**Task to complete**
Pull out every line in the rows below that contains the word "white", and copy each one in full.

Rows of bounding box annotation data
Begin

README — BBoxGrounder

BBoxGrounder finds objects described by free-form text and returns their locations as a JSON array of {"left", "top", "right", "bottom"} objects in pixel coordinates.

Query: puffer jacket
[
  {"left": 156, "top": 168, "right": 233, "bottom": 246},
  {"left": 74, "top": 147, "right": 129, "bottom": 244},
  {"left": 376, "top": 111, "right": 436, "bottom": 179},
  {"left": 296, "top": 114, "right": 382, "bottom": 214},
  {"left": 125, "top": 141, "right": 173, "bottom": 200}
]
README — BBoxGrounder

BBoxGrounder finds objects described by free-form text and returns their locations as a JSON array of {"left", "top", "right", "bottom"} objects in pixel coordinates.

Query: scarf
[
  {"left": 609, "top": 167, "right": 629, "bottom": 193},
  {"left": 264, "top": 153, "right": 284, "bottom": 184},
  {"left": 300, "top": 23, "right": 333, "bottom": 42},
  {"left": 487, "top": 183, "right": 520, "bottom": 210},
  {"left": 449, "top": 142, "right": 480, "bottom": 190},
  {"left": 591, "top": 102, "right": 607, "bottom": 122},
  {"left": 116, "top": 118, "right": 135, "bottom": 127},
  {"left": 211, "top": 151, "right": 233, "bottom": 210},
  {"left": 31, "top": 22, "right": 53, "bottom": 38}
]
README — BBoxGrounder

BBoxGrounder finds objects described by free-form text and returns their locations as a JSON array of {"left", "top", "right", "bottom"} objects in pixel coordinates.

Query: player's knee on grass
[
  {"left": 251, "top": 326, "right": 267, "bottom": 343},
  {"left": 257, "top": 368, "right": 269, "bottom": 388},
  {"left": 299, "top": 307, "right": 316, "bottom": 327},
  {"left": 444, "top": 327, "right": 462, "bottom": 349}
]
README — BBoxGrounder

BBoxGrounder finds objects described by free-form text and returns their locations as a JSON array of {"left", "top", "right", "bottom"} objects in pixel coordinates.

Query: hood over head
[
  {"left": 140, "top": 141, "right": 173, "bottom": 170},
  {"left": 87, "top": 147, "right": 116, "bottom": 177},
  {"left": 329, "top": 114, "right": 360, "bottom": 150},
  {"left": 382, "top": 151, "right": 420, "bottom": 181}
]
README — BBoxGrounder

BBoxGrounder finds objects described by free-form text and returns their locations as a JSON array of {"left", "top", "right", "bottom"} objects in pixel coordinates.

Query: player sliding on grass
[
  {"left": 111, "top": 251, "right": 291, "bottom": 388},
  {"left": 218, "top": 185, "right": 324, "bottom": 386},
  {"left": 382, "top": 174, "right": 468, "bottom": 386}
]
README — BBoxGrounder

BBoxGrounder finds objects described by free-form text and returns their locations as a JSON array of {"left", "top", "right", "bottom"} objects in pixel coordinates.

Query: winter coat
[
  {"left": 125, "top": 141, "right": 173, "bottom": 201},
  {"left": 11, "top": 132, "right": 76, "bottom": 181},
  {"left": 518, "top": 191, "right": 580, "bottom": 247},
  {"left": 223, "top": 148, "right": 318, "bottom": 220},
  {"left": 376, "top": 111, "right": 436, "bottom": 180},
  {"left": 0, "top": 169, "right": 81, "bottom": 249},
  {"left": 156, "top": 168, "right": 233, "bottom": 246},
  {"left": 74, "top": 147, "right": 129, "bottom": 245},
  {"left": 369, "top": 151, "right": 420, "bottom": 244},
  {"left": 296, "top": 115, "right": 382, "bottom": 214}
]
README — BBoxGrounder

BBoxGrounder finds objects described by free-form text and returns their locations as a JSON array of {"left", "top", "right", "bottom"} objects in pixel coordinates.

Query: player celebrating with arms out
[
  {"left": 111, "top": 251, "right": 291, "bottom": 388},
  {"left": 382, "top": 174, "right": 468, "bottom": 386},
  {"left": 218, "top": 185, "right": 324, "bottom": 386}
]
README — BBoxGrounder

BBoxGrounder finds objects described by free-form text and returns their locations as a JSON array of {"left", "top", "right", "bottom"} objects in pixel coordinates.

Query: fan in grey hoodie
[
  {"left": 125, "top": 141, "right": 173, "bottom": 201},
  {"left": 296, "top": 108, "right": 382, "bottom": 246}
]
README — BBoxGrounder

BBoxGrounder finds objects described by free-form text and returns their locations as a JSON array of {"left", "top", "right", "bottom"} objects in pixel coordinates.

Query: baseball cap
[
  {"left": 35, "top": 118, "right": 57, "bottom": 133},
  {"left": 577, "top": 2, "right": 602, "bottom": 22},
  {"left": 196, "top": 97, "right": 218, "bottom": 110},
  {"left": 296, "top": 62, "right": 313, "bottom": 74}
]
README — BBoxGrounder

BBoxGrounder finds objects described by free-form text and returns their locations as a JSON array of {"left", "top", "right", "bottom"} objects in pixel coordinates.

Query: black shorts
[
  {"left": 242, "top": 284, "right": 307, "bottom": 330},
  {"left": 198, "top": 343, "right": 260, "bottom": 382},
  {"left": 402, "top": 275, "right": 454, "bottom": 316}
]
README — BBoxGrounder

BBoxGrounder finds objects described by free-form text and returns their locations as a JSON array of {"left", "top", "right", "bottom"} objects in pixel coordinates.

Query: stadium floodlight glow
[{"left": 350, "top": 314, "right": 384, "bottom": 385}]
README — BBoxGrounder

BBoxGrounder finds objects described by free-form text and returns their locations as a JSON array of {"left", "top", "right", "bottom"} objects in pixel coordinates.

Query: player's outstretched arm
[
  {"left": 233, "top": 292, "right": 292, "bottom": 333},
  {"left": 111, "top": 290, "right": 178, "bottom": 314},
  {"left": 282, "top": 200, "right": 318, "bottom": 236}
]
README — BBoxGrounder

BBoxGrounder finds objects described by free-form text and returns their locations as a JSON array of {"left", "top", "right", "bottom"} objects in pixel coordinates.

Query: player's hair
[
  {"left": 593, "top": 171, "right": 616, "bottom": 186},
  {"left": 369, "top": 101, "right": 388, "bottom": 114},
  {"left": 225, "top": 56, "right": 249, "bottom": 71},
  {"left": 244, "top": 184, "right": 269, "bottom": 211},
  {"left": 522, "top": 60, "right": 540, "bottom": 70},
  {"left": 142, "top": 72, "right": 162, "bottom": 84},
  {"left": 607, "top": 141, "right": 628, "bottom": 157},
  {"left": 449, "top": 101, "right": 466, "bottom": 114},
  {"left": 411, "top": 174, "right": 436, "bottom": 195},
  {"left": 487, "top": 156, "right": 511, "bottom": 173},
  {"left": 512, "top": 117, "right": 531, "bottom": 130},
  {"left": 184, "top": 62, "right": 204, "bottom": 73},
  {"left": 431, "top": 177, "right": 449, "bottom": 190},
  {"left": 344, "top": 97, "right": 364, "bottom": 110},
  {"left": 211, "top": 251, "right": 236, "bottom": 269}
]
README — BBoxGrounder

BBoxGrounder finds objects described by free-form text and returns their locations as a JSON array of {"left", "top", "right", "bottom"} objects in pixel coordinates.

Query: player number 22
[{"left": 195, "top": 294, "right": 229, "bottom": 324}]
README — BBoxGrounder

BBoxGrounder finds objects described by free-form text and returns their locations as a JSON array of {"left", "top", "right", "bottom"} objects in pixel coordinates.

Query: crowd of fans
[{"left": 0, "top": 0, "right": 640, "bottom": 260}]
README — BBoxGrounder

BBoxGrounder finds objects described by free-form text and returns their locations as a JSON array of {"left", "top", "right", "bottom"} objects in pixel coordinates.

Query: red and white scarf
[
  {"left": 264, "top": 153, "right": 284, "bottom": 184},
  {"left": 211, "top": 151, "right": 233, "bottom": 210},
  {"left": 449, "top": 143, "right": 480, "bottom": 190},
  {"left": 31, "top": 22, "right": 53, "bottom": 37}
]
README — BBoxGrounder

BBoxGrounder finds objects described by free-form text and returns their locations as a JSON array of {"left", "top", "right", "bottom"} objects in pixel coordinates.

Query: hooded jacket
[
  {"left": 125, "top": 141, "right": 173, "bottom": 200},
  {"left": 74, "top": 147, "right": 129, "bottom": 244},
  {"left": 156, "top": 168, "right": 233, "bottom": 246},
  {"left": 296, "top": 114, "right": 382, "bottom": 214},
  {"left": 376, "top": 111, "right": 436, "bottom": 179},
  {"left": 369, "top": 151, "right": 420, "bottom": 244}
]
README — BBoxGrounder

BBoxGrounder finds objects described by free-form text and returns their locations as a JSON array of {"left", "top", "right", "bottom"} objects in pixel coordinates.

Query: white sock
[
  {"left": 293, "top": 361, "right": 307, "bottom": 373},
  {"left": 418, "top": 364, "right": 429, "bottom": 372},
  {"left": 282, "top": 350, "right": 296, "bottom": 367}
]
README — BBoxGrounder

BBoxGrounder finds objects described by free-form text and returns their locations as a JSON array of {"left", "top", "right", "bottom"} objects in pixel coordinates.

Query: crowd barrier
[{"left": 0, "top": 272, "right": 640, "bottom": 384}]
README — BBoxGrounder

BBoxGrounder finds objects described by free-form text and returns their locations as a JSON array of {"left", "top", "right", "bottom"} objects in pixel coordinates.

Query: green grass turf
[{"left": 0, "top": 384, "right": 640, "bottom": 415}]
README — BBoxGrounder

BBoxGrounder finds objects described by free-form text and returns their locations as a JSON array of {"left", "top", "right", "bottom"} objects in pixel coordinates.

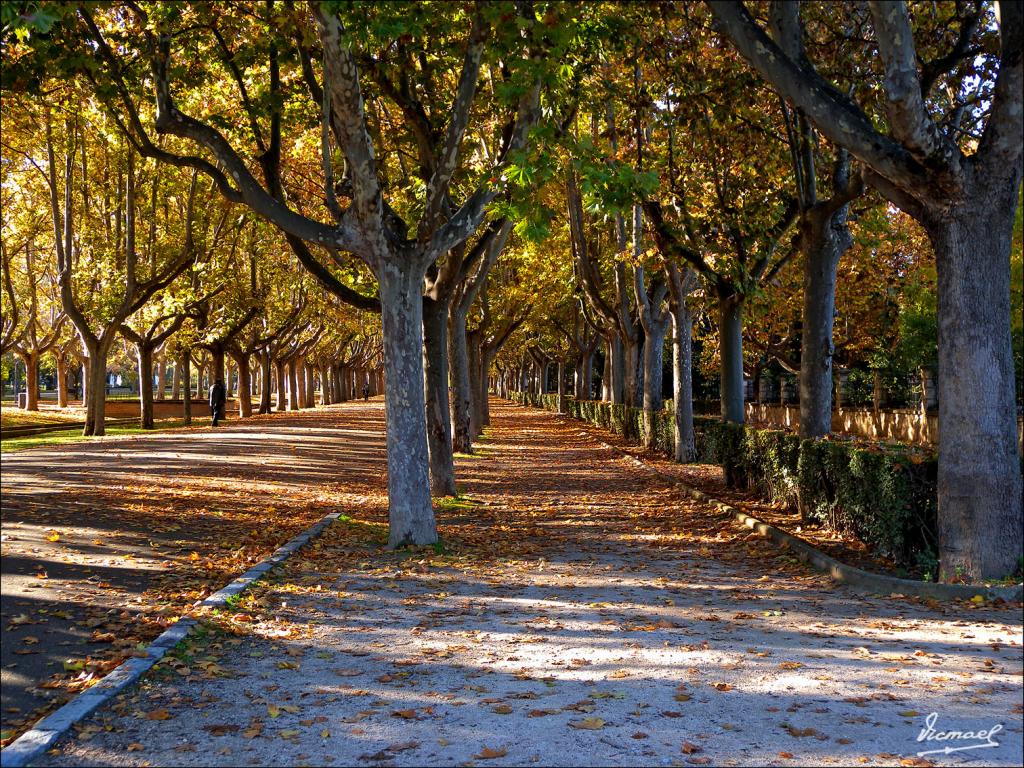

End

**Worked solution**
Query: red and white scarf
Query: white sock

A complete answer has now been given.